Exercise aim: The reply should hold every record, copied exactly.

##### Given data

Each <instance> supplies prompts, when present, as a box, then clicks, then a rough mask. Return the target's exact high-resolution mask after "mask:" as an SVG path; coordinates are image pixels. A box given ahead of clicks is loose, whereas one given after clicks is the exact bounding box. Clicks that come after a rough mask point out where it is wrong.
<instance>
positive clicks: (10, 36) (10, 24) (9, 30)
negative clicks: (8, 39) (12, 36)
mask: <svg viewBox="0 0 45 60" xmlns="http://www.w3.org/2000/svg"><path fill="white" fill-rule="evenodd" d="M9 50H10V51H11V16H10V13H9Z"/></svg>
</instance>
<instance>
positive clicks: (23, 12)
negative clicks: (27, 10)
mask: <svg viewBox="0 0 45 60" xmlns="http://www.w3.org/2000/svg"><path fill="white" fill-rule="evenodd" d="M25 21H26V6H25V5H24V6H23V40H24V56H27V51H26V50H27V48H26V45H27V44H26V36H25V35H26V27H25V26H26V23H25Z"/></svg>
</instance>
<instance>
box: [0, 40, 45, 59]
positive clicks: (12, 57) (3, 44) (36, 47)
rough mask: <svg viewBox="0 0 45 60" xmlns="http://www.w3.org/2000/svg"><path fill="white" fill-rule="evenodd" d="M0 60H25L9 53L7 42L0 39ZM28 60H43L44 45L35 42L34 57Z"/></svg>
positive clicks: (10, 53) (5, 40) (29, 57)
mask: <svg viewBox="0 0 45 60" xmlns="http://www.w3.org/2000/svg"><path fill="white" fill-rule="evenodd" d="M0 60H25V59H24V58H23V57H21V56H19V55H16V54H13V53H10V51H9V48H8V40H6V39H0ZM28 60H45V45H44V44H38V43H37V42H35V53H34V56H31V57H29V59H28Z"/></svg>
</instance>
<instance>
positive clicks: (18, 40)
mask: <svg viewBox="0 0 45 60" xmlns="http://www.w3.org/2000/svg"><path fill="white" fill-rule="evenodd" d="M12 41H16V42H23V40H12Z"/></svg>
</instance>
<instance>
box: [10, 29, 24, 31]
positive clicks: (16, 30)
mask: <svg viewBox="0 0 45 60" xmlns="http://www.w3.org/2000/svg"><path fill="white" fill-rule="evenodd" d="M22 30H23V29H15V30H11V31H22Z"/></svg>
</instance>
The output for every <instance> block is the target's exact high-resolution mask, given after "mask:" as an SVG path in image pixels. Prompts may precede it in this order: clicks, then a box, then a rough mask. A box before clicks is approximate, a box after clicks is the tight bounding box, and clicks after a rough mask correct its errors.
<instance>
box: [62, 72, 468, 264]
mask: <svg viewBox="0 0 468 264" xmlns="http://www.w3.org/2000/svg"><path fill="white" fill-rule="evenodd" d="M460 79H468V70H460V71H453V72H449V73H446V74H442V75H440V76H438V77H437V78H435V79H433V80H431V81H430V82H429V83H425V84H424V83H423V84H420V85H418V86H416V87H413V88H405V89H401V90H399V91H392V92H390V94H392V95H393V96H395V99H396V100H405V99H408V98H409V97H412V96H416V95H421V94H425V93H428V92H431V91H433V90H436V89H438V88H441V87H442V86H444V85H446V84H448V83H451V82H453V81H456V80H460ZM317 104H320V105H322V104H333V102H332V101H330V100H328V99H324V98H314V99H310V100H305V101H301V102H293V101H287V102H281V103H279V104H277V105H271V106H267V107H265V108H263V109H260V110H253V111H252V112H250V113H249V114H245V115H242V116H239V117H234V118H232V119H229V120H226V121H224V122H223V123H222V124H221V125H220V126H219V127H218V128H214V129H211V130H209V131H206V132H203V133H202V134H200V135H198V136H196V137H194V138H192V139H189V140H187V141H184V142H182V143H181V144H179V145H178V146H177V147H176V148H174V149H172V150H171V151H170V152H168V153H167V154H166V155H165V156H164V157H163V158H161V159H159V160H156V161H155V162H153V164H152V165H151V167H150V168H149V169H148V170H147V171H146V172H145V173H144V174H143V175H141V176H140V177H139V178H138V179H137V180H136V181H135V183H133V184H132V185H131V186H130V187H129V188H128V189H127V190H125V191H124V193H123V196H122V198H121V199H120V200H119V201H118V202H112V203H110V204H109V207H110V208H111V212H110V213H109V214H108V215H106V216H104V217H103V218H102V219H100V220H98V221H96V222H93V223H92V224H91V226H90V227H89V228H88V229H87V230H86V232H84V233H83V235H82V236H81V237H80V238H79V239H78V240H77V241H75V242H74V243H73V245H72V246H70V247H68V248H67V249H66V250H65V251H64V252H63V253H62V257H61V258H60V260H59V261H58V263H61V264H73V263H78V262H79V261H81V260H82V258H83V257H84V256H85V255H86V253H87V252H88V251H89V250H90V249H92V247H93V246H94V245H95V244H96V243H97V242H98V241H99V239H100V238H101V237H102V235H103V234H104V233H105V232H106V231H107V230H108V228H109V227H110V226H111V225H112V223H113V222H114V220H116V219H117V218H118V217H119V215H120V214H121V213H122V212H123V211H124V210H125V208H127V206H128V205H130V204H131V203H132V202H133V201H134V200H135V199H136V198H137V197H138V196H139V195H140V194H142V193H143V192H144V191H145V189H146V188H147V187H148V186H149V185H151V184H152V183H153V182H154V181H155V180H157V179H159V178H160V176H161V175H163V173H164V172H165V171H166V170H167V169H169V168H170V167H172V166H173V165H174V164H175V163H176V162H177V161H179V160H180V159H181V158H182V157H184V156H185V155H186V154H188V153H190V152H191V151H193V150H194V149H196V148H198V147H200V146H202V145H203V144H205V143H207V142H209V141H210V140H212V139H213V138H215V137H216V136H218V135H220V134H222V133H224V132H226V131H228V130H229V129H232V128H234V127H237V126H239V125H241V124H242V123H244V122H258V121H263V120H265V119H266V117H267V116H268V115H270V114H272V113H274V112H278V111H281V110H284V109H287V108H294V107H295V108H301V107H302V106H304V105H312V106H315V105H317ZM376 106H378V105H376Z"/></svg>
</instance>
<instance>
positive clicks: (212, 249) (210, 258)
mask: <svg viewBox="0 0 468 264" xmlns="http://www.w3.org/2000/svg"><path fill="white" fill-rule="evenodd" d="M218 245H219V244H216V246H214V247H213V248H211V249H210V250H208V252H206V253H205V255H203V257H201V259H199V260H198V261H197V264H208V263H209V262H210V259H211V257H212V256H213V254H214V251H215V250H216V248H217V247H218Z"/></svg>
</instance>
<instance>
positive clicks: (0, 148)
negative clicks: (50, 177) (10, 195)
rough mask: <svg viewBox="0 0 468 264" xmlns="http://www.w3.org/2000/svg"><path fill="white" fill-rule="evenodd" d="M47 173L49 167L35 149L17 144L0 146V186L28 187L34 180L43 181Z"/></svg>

##########

Response box:
Each <instance> supplies prompts, when present, as a box, then clicks, then a rough mask. Return the target's exact high-resolution mask after "mask:" as an SVG path; coordinates are image pixels. A box given ahead of clicks is loose, whereas one given after clicks is the exact bounding box. Clicks that come after a rough mask point out where it is wrong.
<instance>
positive clicks: (10, 36) (10, 24) (9, 30)
negative clicks: (8, 39) (12, 36)
mask: <svg viewBox="0 0 45 60" xmlns="http://www.w3.org/2000/svg"><path fill="white" fill-rule="evenodd" d="M9 50H10V51H11V16H10V13H9Z"/></svg>
</instance>
<instance>
positive clicks: (23, 12)
negative clicks: (27, 10)
mask: <svg viewBox="0 0 45 60" xmlns="http://www.w3.org/2000/svg"><path fill="white" fill-rule="evenodd" d="M25 21H26V6H25V5H24V6H23V40H24V56H27V51H26V50H27V48H26V45H27V44H26V36H25V35H26V27H25V26H26V23H25Z"/></svg>
</instance>
<instance>
box: [0, 40, 45, 59]
positive clicks: (12, 57) (3, 44) (36, 47)
rough mask: <svg viewBox="0 0 45 60" xmlns="http://www.w3.org/2000/svg"><path fill="white" fill-rule="evenodd" d="M0 60H25L9 53L7 42L0 39ZM28 60H43L44 45L35 42L34 57Z"/></svg>
positive clicks: (10, 53) (5, 40) (29, 57)
mask: <svg viewBox="0 0 45 60" xmlns="http://www.w3.org/2000/svg"><path fill="white" fill-rule="evenodd" d="M0 60H25V59H24V58H23V57H21V56H19V55H16V54H13V53H10V51H9V48H8V40H6V39H0ZM28 60H45V45H44V44H38V43H37V42H35V53H34V56H31V57H29V59H28Z"/></svg>
</instance>
<instance>
positive clicks: (18, 40)
mask: <svg viewBox="0 0 45 60" xmlns="http://www.w3.org/2000/svg"><path fill="white" fill-rule="evenodd" d="M12 41H16V42H23V40H12Z"/></svg>
</instance>
<instance>
box: [10, 29, 24, 31]
positive clicks: (16, 30)
mask: <svg viewBox="0 0 45 60" xmlns="http://www.w3.org/2000/svg"><path fill="white" fill-rule="evenodd" d="M22 30H23V29H15V30H11V31H22Z"/></svg>
</instance>
The output for every <instance> block is the target's exact high-resolution mask, given after "mask:" as an SVG path in image pixels. Prompts may precede it in this order: clicks, then a box, then a rough mask. A box before clicks is approximate, a box after clicks is the tight bounding box, and clicks after a rough mask correct its errors.
<instance>
box: [62, 72, 468, 264]
mask: <svg viewBox="0 0 468 264" xmlns="http://www.w3.org/2000/svg"><path fill="white" fill-rule="evenodd" d="M460 79H468V70H460V71H453V72H449V73H446V74H442V75H440V76H438V77H437V78H435V79H433V80H431V81H430V82H429V83H425V84H424V83H423V84H420V85H418V86H416V87H413V88H405V89H401V90H399V91H392V92H390V94H392V95H393V96H395V99H396V100H405V99H408V98H409V97H412V96H416V95H421V94H425V93H428V92H431V91H433V90H436V89H438V88H441V87H442V86H444V85H446V84H448V83H451V82H453V81H456V80H460ZM317 104H320V105H322V104H333V102H332V101H330V100H328V99H324V98H314V99H310V100H305V101H301V102H293V101H287V102H281V103H279V104H277V105H271V106H267V107H265V108H263V109H260V110H253V111H252V112H250V113H249V114H245V115H242V116H239V117H234V118H232V119H229V120H226V121H224V122H223V123H222V124H221V125H220V126H219V127H218V128H214V129H211V130H209V131H206V132H203V133H202V134H200V135H198V136H196V137H194V138H192V139H189V140H187V141H184V142H182V143H181V144H179V145H178V146H177V147H176V148H174V149H172V150H171V151H170V152H168V153H167V154H166V155H165V156H164V157H163V158H161V159H159V160H156V161H155V162H153V164H152V165H151V167H150V168H149V169H148V170H147V171H146V172H145V173H144V174H143V175H141V176H140V177H139V178H138V179H137V180H136V181H135V183H133V184H132V185H131V186H130V187H129V188H128V189H127V190H125V191H124V193H123V196H122V198H121V199H120V200H119V201H118V202H112V203H110V204H109V207H110V208H111V212H110V213H109V214H108V215H106V216H104V217H103V218H102V219H100V220H98V221H96V222H93V223H92V224H91V226H90V227H89V228H88V229H87V230H86V232H84V233H83V235H82V236H81V237H80V238H79V239H78V240H77V241H75V242H74V243H73V245H72V246H70V247H68V248H67V249H66V250H65V251H64V252H63V253H62V257H61V258H60V260H59V261H58V263H61V264H73V263H78V262H79V261H81V260H82V258H83V257H84V256H85V255H86V253H87V252H88V251H89V250H90V249H92V247H93V246H94V245H95V244H96V243H97V242H98V241H99V239H100V238H101V237H102V235H103V234H104V233H105V232H106V231H107V230H108V228H109V227H110V226H111V225H112V223H113V222H114V220H116V219H117V218H118V217H119V215H120V214H121V213H122V212H123V211H124V210H125V208H127V206H128V205H130V204H131V203H132V202H133V201H134V200H135V199H136V198H137V197H138V196H139V195H140V194H142V193H143V192H144V191H145V189H146V188H147V187H148V186H149V185H151V184H152V183H153V182H154V181H155V180H157V179H159V178H160V176H161V175H163V173H164V172H165V171H166V170H167V169H169V168H170V167H172V166H173V165H174V164H175V163H176V162H177V161H179V160H180V159H181V158H182V157H184V156H185V155H186V154H188V153H190V152H191V151H193V150H194V149H196V148H198V147H200V146H202V145H203V144H205V143H207V142H209V141H210V140H212V139H213V138H215V137H216V136H218V135H220V134H222V133H224V132H226V131H228V130H229V129H232V128H234V127H237V126H239V125H241V124H242V123H244V122H258V121H263V120H265V119H266V117H267V116H268V115H270V114H272V113H274V112H278V111H281V110H284V109H287V108H294V107H295V108H301V107H302V106H304V105H312V106H315V105H317ZM376 106H378V105H376Z"/></svg>
</instance>
<instance>
positive clicks: (212, 249) (210, 258)
mask: <svg viewBox="0 0 468 264" xmlns="http://www.w3.org/2000/svg"><path fill="white" fill-rule="evenodd" d="M218 245H219V244H216V246H214V247H213V248H211V249H210V250H208V252H206V253H205V255H203V257H201V259H199V260H198V261H197V264H208V263H209V262H210V259H211V257H212V256H213V254H214V251H215V250H216V248H217V247H218Z"/></svg>
</instance>
<instance>
positive clicks: (0, 148)
negative clicks: (50, 177) (10, 195)
rough mask: <svg viewBox="0 0 468 264" xmlns="http://www.w3.org/2000/svg"><path fill="white" fill-rule="evenodd" d="M47 173L49 167L35 149L17 144L0 146V186L28 187L34 180L43 181Z"/></svg>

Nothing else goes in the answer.